=== EXERCISE BRIEF ===
Can you rewrite the passage of the narcotics officer text between "This article was" and "will help her.", inclusive, with "basketball" replaced by "racquetball"?

=== TEXT PROVIDED ===
• • • • •

A Narcotics Officer Ends His War on Drugs
As a narcotics cop, Kevin Simmers locked up hundreds of drug users. In Jeremy Raff’s documentary and the accompanying article he published in November, Simmers explained how his ideology on drug treatment and punishment changed when his 18-year-old daughter became addicted to opioids: “I now think the whole drug war is total bullshit,” Simmers said.
This article was informative and deeply touching for several reasons. I used to live in Hagerstown, and I remember Kevin Simmers. I’m grieved to learn of his loss and offer to him my deepest condolences. When the YMCA was located downtown, we played basketball there two to three times a week for years in what was known as the “Lunch Bunch.” I was involved in the trafficking of illicit drugs and when the Feds from New Jersey came to apprehend me, Kevin was involved as a member of the local drug task force. Now my own daughter is addicted to opioids and I’m praying, hoping, searching for something that will help her.
The article “A Narcotics Officer Ends His War on Drugs” offers a false choice: treatment versus incarceration. I’m a doctor who specializes in treating drug addicts. I use medication-assisted treatment, but the No. 1 reason my heroin-addicted patients come for help is the fear of going to jail. Drug courts are one of the most successful programs for hard-core addicts, and they work because the threat of jail gets cooperation from addicts who otherwise wouldn’t care about treatment. Most addicts and alcoholics don’t want to quit, but if we use the threat of jail to get them into treatment and keep them there, many of them gradually realize that living clean and sober is far preferable. This is happening all across the country. The pro-legalization forces want Americans to believe tough drug laws work against treatment, and this story pushes that false message. We need tough drug laws not to punish but to convince addicts to get the help they need.

• • • • •

=== GIVEN DATA ===
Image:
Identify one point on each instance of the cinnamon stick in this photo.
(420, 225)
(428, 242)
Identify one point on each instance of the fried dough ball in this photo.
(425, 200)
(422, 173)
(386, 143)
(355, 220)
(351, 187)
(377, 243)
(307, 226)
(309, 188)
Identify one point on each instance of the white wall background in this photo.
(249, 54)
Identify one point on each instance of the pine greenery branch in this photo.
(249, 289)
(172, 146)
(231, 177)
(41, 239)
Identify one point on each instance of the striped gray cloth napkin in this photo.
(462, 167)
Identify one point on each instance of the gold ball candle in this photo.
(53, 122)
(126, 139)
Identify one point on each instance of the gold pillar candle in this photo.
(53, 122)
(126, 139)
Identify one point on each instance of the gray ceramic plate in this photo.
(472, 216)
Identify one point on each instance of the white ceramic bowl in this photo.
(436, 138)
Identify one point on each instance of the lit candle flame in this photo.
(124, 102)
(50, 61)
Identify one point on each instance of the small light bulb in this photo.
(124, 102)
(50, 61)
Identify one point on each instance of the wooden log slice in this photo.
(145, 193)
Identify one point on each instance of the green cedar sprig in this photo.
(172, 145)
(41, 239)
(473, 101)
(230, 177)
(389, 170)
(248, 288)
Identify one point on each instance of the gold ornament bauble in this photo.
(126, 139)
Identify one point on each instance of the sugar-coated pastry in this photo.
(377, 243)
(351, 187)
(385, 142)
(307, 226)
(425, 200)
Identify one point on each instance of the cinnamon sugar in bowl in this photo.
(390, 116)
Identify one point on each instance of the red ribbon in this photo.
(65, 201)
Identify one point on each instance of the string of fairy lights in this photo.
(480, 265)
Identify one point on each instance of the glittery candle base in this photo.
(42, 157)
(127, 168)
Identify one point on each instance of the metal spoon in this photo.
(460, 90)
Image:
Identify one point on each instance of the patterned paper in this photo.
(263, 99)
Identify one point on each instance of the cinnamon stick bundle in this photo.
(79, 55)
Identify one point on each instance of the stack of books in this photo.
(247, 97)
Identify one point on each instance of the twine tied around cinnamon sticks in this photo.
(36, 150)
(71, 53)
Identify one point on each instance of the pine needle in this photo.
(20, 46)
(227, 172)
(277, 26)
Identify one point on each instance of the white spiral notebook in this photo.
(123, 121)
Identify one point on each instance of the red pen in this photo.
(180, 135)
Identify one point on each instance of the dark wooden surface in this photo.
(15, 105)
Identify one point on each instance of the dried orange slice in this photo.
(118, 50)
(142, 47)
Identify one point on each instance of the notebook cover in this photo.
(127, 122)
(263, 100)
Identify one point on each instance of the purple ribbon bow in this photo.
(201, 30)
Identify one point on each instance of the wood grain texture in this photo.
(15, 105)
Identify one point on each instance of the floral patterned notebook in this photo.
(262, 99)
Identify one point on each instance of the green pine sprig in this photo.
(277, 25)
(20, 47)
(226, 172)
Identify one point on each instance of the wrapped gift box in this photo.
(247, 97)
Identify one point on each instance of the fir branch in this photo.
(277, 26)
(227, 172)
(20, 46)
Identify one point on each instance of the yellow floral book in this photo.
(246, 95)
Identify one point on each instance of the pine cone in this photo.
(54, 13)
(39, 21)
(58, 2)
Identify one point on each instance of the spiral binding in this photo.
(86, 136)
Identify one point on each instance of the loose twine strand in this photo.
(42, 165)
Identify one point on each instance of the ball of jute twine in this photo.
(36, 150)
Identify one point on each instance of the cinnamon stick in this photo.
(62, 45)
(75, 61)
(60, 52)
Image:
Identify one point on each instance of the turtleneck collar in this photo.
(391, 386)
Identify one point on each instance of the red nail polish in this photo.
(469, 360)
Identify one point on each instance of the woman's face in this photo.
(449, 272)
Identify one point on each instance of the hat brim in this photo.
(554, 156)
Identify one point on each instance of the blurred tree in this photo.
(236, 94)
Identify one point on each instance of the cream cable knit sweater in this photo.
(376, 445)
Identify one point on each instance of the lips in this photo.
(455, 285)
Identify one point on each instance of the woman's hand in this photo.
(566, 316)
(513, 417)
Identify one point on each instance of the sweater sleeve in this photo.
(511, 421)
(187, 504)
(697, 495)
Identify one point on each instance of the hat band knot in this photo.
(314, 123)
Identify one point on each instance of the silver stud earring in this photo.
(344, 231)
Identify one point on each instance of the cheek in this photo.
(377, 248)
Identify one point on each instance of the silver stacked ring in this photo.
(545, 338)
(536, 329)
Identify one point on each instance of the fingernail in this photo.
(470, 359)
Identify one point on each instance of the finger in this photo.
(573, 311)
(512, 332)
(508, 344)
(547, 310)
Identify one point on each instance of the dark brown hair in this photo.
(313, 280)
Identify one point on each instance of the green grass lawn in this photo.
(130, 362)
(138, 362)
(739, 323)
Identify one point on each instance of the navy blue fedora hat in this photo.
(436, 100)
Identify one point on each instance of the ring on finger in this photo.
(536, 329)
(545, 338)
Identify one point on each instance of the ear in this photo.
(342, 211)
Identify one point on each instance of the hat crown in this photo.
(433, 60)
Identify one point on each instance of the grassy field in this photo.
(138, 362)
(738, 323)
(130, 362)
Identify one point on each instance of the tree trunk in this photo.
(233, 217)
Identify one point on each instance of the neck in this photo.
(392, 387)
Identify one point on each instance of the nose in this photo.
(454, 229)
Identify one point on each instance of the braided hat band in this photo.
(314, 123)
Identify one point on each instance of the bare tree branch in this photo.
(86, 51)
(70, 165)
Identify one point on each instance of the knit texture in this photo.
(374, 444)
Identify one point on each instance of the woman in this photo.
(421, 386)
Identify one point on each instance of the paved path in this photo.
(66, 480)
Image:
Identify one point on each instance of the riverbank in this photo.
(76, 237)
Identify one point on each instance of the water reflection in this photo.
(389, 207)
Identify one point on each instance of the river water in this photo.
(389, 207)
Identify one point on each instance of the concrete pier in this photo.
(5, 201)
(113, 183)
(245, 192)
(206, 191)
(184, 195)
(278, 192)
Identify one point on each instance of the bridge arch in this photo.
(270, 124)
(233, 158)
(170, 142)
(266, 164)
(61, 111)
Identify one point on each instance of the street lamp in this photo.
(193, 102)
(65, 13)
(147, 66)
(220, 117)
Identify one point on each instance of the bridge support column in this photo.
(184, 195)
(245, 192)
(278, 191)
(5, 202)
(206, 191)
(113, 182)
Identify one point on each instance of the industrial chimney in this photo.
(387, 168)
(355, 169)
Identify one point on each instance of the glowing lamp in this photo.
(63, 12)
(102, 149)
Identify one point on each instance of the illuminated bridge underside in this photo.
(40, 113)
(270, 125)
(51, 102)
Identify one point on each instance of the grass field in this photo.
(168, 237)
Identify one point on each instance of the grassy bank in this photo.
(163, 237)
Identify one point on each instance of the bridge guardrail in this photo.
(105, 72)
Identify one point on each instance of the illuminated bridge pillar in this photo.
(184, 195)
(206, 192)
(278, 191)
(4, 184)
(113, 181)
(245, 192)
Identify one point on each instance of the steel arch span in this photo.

• • • • •

=== ANSWER SPACE ===
This article was informative and deeply touching for several reasons. I used to live in Hagerstown, and I remember Kevin Simmers. I’m grieved to learn of his loss and offer to him my deepest condolences. When the YMCA was located downtown, we played racquetball there two to three times a week for years in what was known as the “Lunch Bunch.” I was involved in the trafficking of illicit drugs and when the Feds from New Jersey came to apprehend me, Kevin was involved as a member of the local drug task force. Now my own daughter is addicted to opioids and I’m praying, hoping, searching for something that will help her.